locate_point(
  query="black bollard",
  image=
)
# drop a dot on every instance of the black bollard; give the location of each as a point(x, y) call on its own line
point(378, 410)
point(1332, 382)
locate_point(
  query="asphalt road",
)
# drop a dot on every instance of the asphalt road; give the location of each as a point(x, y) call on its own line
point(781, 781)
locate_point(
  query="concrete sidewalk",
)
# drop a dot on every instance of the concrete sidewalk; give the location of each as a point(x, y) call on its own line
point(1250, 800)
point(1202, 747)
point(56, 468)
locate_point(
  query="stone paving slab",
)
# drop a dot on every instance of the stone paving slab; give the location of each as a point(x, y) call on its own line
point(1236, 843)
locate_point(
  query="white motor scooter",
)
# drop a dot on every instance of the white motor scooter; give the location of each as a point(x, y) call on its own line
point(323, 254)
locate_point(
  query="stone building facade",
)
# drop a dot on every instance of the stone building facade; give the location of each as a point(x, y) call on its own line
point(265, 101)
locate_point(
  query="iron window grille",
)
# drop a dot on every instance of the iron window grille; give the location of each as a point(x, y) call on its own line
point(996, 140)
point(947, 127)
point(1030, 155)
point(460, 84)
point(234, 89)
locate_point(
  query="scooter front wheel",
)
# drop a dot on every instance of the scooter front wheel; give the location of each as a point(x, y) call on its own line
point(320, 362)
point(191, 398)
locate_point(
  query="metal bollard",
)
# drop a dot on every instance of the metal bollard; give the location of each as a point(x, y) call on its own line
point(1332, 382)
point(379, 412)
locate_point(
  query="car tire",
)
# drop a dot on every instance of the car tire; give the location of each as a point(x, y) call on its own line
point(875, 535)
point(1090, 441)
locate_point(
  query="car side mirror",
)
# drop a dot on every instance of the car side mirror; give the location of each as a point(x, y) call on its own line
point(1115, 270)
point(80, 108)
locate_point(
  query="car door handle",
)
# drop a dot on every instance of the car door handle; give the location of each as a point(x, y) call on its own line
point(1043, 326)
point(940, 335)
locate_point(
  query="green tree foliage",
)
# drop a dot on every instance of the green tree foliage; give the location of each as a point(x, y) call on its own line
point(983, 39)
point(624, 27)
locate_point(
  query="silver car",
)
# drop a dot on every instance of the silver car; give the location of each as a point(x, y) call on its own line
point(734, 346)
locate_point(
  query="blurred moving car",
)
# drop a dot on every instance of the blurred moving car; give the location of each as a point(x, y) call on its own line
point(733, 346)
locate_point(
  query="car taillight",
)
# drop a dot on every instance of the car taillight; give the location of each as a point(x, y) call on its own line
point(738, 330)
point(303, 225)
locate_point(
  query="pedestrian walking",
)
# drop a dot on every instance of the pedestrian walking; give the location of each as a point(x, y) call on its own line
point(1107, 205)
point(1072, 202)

:: What is asked ::
Copy out every line of the data above, exactly as given.

:: Solution to this problem ::
locate_point(
  query="black bollard",
  image=
)
# drop a dot on every instance of the black bollard; give the location of each as a point(x, y) call on its own line
point(378, 410)
point(1332, 382)
locate_point(
  query="asphalt road",
)
# drop a dot on every instance of the asphalt road; give the location of each as a point(x, y) call on its own line
point(781, 781)
locate_point(
  query="concrete sidewalk",
)
# drop a dot on every instance of the concrete sidewalk; give the location of each as a point(x, y) call on its own line
point(1250, 800)
point(1202, 747)
point(56, 468)
locate_point(
  query="stone paving slab",
)
# drop a dot on every instance of the stone paving slab; give the location of each as a point(x, y) call on its own line
point(1236, 843)
locate_point(
  query="white motor scooter",
)
# drop a dot on every instance of the white motor scooter; give the location of each as a point(x, y) call on its own line
point(323, 254)
locate_point(
  query="stone building facade",
)
# drop a dot on every instance of the stone building facade; give the location of each as a point(x, y) call on its own line
point(265, 101)
locate_point(
  query="iron window grille",
)
# drop a dot on every instance of the iron window grille; give the location of each as a point(x, y) call on its own line
point(996, 140)
point(947, 127)
point(1030, 155)
point(460, 84)
point(234, 89)
locate_point(
  query="scooter front wheel",
)
# drop a dot on every instance of the scooter front wheel; give the location of each as a point(x, y) call on its own line
point(320, 362)
point(191, 398)
locate_point(
  query="metal bollard",
)
# drop a dot on every instance of the metal bollard; give the location of each as a point(x, y) call on its own line
point(1332, 382)
point(379, 412)
locate_point(
  query="car tire",
)
# drop a dot on every instance of the car tire; give the location of each as a point(x, y) call on its own line
point(875, 535)
point(1090, 441)
locate_point(
  query="car side mirror",
)
# drop a dot on every instance of the car side mirror; give the location of each as a point(x, y) call on its own line
point(1115, 270)
point(80, 108)
locate_point(
  query="car door handle",
)
# drop a dot on every instance of the car door handle; give the location of each as a point(x, y) call on its own line
point(1043, 326)
point(940, 335)
locate_point(
  query="green tree foliage",
)
# drop a dot on every instance of the green tree foliage; give the location of each as a point(x, y) call on its own line
point(983, 39)
point(624, 27)
locate_point(
  query="silver car",
)
# drop a dot on every instance of the silver car; give the location of each as a point(x, y) call on its own line
point(734, 346)
locate_point(
  query="blurred moving car",
)
# drop a dot on every instance of the blurred moving car; give the location of each as a point(x, y) call on its own line
point(733, 346)
locate_point(
  query="car taillight",
)
# drop a dot on every instance of the car taillight; give the location of each as a point(x, y) call on its own line
point(738, 330)
point(303, 225)
locate_point(
  query="pedestrian walking",
)
# drop a dot on every instance of the pedestrian walking; give the location of each as a point(x, y) call on its own line
point(1107, 205)
point(1072, 202)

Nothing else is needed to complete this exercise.